───── Reading text ─────

Let me selectively quote below from Richard Kennaway. It reminds me of epistemic failures that occur in model UN -like competition of ideas that lack a ground truth. See also: competitive debate, (parts of) academic philosophy, etc. Since there is no ground truth there is selection for different kinds of signal: (the appearance of) virtue, 'nuanced thinking', 'transgressive thought', etc.

(...) Then there are "perspectives" and "extraordinary complexities", but as far as I can see, no idea of trying to move towards knowledge and away from ignorance. There is only endless discussion, and responses to ideas, and confrontation of this view by that view, and so on. There is no evidence, only suggestive stories, real or imaginary. Nothing is ever disproven, nothing is subjected to any experimental test, there is nothing but an endless game of ideas in which the moves are motivated only by the prize of social power.

This is, however, the usual form that thinking takes in the humanities.  It is not the sort of thing that can lead towards knowledge and away from ignorance. The very idea seems out of bounds.

What is the source of this quote?  I’d like to read more, and some searching has not revealed it.

Found it, sorry.

A fun exercise is to look at actual UN resolutions, and see how much they differ from these.

Here's Resolution 2712 from a few weeks ago, on "The situation in the Middle East, including the Palestinian question:

The Security Council,

(here I skip preambulatory clauses that altogether are as long as the rest of the text),

1. Demands that all parties comply with their obligations under international law, including international humanitarian law, notably with regard to the protection of civilians, especially children;

2. Calls for urgent and extended humanitarian pauses and corridors throughout the Gaza Strip for a sufficient number of days to enable, consistent with international humanitarian law, the full, rapid, safe, and unhindered humanitarian access for United Nations humanitarian agencies and their implementing partners, the International Committee of the Red Cross and other impartial humanitarian organizations, to facilitate the continuous, sufficient and unhindered provision of essential goods and services important to the well-being of civilians, especially children, throughout the Gaza Strip, including water, electricity, fuel, food, and medical supplies, as well as emergency repairs to essential infrastructure, and to enable urgent rescue and recovery efforts, including for missing children in damaged and destroyed buildings, and including the medical evacuation of sick or injured children and their care givers;

3. Calls for the immediate and unconditional release of all hostages held by Hamas and other groups, especially children, as well as ensuring immediate humanitarian access;

4. Calls on all parties to refrain from depriving the civilian population in the Gaza Strip of basic services and humanitarian assistance indispensable to their survival, consistent with international humanitarian law, which has a disproportionate impact on children, welcomes the initial, although limited, provision of humanitarian supplies to civilians in the Gaza Strip and calls for the scaling up of the provision of such supplies to meet the humanitarian needs of the civilian population, especially children;

5. Underscores the importance of coordination, humanitarian notification, and deconfliction mechanisms, to protect all medical and humanitarian staff, vehicles including ambulances, humanitarian sites, and critical infrastructure, including UN facilities, and to help facilitate the movement of aid convoys and patients, in particular sick and injured children and their care-givers;

6. Requests the Secretary-General to report orally to the Security Council on the implementation of this resolution at the next mandated meeting of the Security Council on the situation in the Middle East, and further requests the Secretary-General to identify options to effectively monitor the implementation of this resolution as a matter of prime concern;

7. Decides to remain seized of the matter.

───── Entries provided ─────

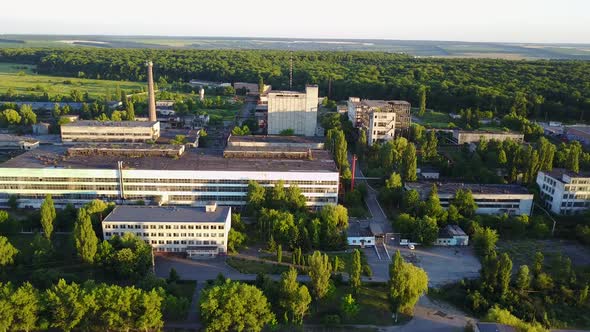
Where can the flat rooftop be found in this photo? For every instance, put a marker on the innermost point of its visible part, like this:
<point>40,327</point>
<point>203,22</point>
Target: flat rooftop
<point>558,173</point>
<point>276,139</point>
<point>450,231</point>
<point>358,229</point>
<point>198,159</point>
<point>95,123</point>
<point>487,132</point>
<point>450,188</point>
<point>14,138</point>
<point>134,213</point>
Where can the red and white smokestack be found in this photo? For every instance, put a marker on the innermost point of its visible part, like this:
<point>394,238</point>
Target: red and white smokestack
<point>151,93</point>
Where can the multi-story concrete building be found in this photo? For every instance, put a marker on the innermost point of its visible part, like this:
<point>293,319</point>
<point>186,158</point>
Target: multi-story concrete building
<point>190,177</point>
<point>198,232</point>
<point>379,118</point>
<point>490,198</point>
<point>293,110</point>
<point>465,137</point>
<point>110,131</point>
<point>380,127</point>
<point>11,142</point>
<point>452,235</point>
<point>564,192</point>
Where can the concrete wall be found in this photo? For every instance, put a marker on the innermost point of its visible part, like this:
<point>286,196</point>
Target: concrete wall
<point>186,188</point>
<point>297,111</point>
<point>462,137</point>
<point>73,133</point>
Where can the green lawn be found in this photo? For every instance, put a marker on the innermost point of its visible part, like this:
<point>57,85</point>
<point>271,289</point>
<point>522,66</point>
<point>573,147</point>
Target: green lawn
<point>433,119</point>
<point>255,267</point>
<point>25,82</point>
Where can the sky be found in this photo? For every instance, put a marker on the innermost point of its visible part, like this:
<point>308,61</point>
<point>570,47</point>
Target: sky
<point>533,21</point>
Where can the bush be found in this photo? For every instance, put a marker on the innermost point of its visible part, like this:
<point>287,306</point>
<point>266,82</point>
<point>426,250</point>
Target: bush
<point>331,320</point>
<point>367,271</point>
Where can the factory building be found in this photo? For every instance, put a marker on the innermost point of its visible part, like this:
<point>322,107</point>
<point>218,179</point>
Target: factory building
<point>490,198</point>
<point>564,192</point>
<point>293,110</point>
<point>11,142</point>
<point>461,137</point>
<point>379,118</point>
<point>110,131</point>
<point>164,174</point>
<point>198,232</point>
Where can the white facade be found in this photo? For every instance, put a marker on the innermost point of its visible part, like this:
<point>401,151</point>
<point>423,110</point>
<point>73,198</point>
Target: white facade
<point>354,111</point>
<point>169,187</point>
<point>490,199</point>
<point>110,131</point>
<point>452,235</point>
<point>293,110</point>
<point>564,192</point>
<point>381,127</point>
<point>198,238</point>
<point>361,241</point>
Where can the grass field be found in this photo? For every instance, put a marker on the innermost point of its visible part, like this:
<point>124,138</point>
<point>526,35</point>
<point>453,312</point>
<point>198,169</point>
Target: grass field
<point>254,267</point>
<point>21,79</point>
<point>373,305</point>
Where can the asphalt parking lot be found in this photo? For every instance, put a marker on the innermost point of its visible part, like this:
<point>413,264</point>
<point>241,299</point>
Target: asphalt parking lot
<point>442,264</point>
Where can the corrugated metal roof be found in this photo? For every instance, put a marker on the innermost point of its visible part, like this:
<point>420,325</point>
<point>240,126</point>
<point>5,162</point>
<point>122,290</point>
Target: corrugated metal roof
<point>132,213</point>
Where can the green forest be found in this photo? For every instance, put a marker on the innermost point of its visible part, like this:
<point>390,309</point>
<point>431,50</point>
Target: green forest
<point>544,89</point>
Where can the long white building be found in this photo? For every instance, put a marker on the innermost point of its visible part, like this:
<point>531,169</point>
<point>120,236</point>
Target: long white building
<point>564,192</point>
<point>293,110</point>
<point>490,198</point>
<point>194,178</point>
<point>198,232</point>
<point>110,131</point>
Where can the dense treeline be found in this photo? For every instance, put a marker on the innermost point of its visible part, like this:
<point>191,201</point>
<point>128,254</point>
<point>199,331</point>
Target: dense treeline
<point>556,89</point>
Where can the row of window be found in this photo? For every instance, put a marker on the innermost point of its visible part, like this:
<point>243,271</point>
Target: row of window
<point>108,181</point>
<point>177,242</point>
<point>161,226</point>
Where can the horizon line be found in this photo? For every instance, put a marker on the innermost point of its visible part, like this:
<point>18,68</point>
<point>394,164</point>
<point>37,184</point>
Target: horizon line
<point>294,38</point>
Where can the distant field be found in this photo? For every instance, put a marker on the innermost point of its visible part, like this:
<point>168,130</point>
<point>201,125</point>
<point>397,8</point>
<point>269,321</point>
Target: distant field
<point>413,47</point>
<point>21,79</point>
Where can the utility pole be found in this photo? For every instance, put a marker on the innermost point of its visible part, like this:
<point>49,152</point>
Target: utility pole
<point>291,72</point>
<point>354,158</point>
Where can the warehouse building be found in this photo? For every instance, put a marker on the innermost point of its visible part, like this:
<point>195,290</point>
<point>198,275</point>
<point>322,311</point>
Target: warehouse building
<point>198,232</point>
<point>12,142</point>
<point>564,192</point>
<point>159,175</point>
<point>110,131</point>
<point>461,137</point>
<point>490,198</point>
<point>297,111</point>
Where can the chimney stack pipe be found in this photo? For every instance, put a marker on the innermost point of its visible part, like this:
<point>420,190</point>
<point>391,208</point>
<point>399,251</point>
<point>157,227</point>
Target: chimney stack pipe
<point>151,93</point>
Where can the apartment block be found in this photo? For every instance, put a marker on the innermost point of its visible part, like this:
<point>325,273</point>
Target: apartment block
<point>293,110</point>
<point>490,198</point>
<point>198,232</point>
<point>564,192</point>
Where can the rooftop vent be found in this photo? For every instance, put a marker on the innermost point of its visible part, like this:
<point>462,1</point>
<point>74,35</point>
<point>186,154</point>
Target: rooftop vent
<point>210,206</point>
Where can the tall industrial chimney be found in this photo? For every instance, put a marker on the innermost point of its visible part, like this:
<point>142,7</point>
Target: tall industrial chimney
<point>151,93</point>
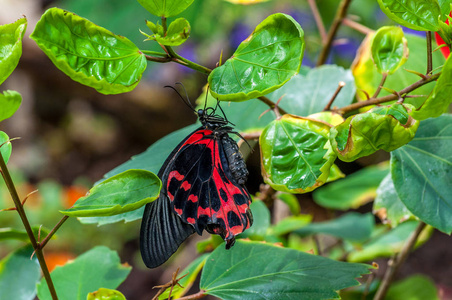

─────

**Prompt:** In the text about model UN, what does the final numbered clause of the quoted Security Council resolution say the Council decides?

**Reply:** It decides to remain seized of the matter.